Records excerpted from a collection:
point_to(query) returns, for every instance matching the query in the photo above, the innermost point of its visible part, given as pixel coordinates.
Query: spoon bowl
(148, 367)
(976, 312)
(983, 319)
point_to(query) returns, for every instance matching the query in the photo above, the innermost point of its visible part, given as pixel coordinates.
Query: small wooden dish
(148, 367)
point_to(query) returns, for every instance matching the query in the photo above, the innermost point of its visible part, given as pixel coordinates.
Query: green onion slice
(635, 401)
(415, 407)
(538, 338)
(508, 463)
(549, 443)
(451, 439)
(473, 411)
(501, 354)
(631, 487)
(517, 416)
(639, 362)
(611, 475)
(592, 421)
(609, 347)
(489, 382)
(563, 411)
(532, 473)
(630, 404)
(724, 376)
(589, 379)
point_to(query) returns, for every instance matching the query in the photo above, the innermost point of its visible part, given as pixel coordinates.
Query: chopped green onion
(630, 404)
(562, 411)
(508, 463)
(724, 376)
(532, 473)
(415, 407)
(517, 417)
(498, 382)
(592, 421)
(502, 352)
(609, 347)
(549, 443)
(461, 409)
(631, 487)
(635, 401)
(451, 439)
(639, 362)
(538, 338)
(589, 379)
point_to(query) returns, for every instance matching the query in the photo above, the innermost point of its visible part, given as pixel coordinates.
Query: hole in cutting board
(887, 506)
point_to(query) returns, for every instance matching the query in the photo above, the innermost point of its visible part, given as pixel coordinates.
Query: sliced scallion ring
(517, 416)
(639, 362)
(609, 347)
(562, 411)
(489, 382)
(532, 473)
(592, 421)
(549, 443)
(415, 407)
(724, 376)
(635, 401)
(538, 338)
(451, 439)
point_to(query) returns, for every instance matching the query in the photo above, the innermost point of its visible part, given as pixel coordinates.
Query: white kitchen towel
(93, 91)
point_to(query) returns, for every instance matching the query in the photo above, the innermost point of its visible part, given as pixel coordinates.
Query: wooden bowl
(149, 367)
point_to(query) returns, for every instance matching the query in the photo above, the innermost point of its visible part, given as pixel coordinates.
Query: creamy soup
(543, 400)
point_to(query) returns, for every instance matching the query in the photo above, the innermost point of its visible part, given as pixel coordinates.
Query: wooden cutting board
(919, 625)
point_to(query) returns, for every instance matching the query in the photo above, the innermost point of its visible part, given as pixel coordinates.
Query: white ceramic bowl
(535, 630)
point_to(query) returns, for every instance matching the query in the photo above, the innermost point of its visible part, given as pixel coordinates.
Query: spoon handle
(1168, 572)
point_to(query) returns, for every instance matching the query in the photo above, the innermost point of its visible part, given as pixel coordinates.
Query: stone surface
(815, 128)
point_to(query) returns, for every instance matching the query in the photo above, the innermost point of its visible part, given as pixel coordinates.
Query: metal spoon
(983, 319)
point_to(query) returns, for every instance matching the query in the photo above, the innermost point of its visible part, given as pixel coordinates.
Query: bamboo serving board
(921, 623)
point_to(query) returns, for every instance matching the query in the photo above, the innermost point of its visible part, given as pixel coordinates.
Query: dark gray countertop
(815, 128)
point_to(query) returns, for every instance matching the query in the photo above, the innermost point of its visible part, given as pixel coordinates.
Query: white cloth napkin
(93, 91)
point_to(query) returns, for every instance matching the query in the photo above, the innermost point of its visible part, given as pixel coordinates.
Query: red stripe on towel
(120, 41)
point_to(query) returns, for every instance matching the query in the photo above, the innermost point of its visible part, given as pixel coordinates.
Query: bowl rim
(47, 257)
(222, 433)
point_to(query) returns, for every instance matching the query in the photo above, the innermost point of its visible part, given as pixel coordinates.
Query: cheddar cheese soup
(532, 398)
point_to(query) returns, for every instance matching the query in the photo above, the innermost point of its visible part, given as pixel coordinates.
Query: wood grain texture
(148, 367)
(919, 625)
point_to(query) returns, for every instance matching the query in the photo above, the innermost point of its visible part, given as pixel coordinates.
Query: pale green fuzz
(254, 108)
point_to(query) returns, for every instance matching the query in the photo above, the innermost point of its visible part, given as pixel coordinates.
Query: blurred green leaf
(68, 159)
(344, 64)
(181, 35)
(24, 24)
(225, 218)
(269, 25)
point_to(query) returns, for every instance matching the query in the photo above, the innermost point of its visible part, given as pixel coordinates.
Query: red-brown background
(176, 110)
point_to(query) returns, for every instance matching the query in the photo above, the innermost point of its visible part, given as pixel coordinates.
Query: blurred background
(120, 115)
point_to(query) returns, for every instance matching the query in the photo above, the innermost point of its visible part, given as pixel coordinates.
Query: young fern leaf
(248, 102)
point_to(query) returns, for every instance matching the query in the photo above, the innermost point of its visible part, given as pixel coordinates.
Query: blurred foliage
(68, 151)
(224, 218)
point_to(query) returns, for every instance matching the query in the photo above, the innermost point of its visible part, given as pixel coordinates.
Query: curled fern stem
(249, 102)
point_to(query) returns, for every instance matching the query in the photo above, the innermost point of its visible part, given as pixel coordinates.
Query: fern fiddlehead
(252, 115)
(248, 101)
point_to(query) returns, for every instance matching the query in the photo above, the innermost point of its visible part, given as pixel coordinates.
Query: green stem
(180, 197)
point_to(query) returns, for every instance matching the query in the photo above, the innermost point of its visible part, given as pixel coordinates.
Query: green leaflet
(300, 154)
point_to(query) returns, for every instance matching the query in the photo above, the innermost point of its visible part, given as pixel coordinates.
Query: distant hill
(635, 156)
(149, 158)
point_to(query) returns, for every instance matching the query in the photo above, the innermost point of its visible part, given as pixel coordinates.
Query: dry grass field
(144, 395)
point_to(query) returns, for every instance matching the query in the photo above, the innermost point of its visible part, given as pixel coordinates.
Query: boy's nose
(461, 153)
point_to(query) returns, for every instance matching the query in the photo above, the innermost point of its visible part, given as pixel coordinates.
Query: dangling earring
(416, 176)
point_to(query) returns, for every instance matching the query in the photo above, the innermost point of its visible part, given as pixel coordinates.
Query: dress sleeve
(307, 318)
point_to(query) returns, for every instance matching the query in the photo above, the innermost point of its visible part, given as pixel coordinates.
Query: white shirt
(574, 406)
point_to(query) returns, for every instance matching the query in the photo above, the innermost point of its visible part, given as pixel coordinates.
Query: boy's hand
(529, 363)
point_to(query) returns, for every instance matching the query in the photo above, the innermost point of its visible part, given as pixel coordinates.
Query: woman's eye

WHAT TO PRODUCE: An exact copy of every record is needed, so retype them all.

RESPONSE FOR THIS EXERCISE:
point_to(query) returns, for every instance matching the query in the photo above, the innermost point of its visible part, given as pixel coordinates.
Query: spoon bowl
(148, 367)
(976, 312)
(983, 319)
point_to(query) returns, for every instance matching the query in the photo above, the innermost point of its visible part, given as pixel coordinates.
Query: small wooden dish
(148, 367)
point_to(query) returns, for every instance matching the query in the photo above, the innermost point of its visible part, given as pixel coordinates.
Query: green onion slice
(635, 401)
(415, 407)
(538, 338)
(508, 463)
(549, 443)
(451, 439)
(473, 411)
(501, 354)
(631, 487)
(517, 416)
(639, 362)
(611, 475)
(592, 421)
(609, 347)
(489, 382)
(563, 411)
(532, 473)
(630, 404)
(724, 376)
(589, 379)
point_to(query) returns, for every instance matching the query in the photo above, the innermost point of its visible part, given as pixel coordinates.
Query: chopped green onion
(630, 404)
(562, 411)
(508, 463)
(724, 376)
(532, 473)
(415, 407)
(517, 417)
(498, 382)
(592, 421)
(502, 352)
(609, 347)
(549, 443)
(461, 409)
(631, 487)
(635, 401)
(451, 439)
(639, 362)
(538, 338)
(589, 379)
point_to(query) returns, for every instance matching the query in the photo above, the innermost point of its visible part, given as pixel coordinates.
Query: hole in cutting board
(887, 506)
point_to(query) returns, for every instance matching the query in the photo above, the innermost point of its visible part, given as pixel coordinates.
Query: sliced scallion ring
(517, 416)
(639, 362)
(609, 347)
(562, 411)
(489, 382)
(532, 473)
(592, 421)
(549, 443)
(415, 407)
(724, 376)
(635, 401)
(538, 338)
(451, 439)
point_to(query) returns, for every instance matching the query in the photo above, the innermost point of its visible part, given as pixel coordinates.
Query: white kitchen towel
(93, 91)
point_to(query) returns, for every instance matching the query in the photo above, the innermost point of its visible part, given as pixel coordinates.
Query: wooden bowl
(149, 367)
point_to(query) returns, for every instance matching the query in the photo above, the innermost point of its visible part, given as pixel coordinates.
Query: creamy soup
(543, 400)
point_to(query) returns, for every instance matching the query in the photo above, the innermost point of its visible part, given as pixel coordinates.
Query: wooden cutting board
(919, 625)
point_to(query) returns, for every instance matching the query in the photo above, the innermost point of its visible part, given as pixel coordinates.
Query: white ceramic bowl
(535, 630)
point_to(query) returns, for every instance matching the query in the photo above, the innermost point of its visible part, given as pixel coordinates.
Query: spoon handle
(1168, 572)
point_to(query) returns, for every instance matching the query in the photo above, the innermost point of its visible part, given as pixel coordinates.
Query: stone surface
(815, 128)
point_to(query) returns, for every instance matching the query in the photo above, the innermost point of its visible part, given as pixel coordinates.
Query: metal spoon
(983, 319)
point_to(query) returns, for every instance matching the query in the photo above, the innermost point of its visible part, given as pixel coordinates.
Query: bamboo serving board
(921, 623)
point_to(query) returns, for every instance matching the query in the photo above, the innermost point of its visible part, given as pixel coordinates.
Query: dark gray countertop
(815, 128)
point_to(query) returns, for every instance matching the query in the photo above, the innermost point of its visible part, given as pixel coordinates.
Query: white cloth napkin
(93, 91)
point_to(query) returns, for every instance matching the query in the photo above, the innermost point of its visible part, given as pixel coordinates.
Query: red stripe on towel
(120, 41)
point_to(query) returns, for every instance matching the query in the photo above, the innermost point of its visible part, given as pixel coordinates.
Query: bowl rim
(47, 257)
(222, 433)
point_to(query) returns, for every instance matching the query in the photo above, the innermost point of its visible part, given as pixel coordinates.
Query: cheddar cheese soup
(532, 398)
point_to(query) returns, for every instance matching the query in the photo above, the innermost point of its visible part, given as pixel coordinates.
Query: wood grain texture
(148, 367)
(919, 625)
point_to(query) returns, for every instance matching the query in the photo above, the innermost point of its visible part, given as pixel coordinates.
Query: pale green fuzz
(254, 108)
point_to(query) returns, for every instance matching the query in the photo above, the innermost point of its visible part, given as pixel coordinates.
Query: blurred green leaf
(68, 159)
(344, 64)
(181, 35)
(24, 24)
(225, 218)
(269, 25)
point_to(query) returns, for every instance matching the query in the photo above, the innermost point of its visible part, given as pixel coordinates.
Query: red-brown background
(176, 110)
point_to(query) returns, for every instance matching the query in the photo above, the innermost point of its visible part, given as pixel coordinates.
Query: blurred background
(120, 115)
point_to(query) returns, for every instance matching the query in the photo above, the innermost point of its visible part, given as pixel coordinates.
Query: young fern leaf
(248, 102)
point_to(query) returns, for every instance matching the query in the photo above, the innermost point of its visible part, given as pixel coordinates.
Query: blurred foliage
(68, 151)
(224, 218)
point_to(query) returns, for every instance matching the query in the photo above, the innermost point of its visible part, given as pixel coordinates.
Query: curled fern stem
(249, 102)
point_to(query) returns, for every instance matching the query in the photo above, the innermost point of its visible part, given as pixel coordinates.
Query: fern fiddlehead
(252, 115)
(248, 101)
point_to(query) returns, for every instance matching the query in the photo above, the innermost point of its visible part, given as pixel coordinates.
Query: green stem
(180, 197)
point_to(query) returns, for every instance matching the query in the photo above, the innermost point of its visible part, given as pixel coordinates.
Query: green leaflet
(300, 154)
point_to(query) returns, for every instance matching the query in the photo above, the innermost point of its visible part, given as pixel coordinates.
Query: distant hill
(635, 156)
(149, 158)
point_to(query) returns, for every instance matching the query in the photo above, the innermost point of its visible part, given as pixel coordinates.
Query: dry grass field
(144, 395)
point_to(query) returns, for every instance matching the query in the photo above, the innermost point of its visible part, given as pixel coordinates.
Query: boy's nose
(461, 153)
point_to(query) returns, for every instance matching the query in the photo above, the innermost point of its visible part, given as pixel coordinates.
Query: dangling earring
(416, 176)
point_to(query) returns, for every instance matching the query in the photo above, the innermost point of its visible part, given as pixel coordinates.
Query: dress sleeve
(307, 318)
point_to(query) returns, for every instance matching the query in the photo above, the innermost point of its visible part, given as pixel coordinates.
Query: white shirt
(574, 406)
point_to(query) returns, for every instance matching the query in the photo above, the innermost point of its visible part, given as pixel coordinates.
Query: boy's hand
(529, 363)
point_to(query) returns, for every instance matching the query in the photo above, the innermost point of its visible part, given as pixel coordinates.
Query: woman's eye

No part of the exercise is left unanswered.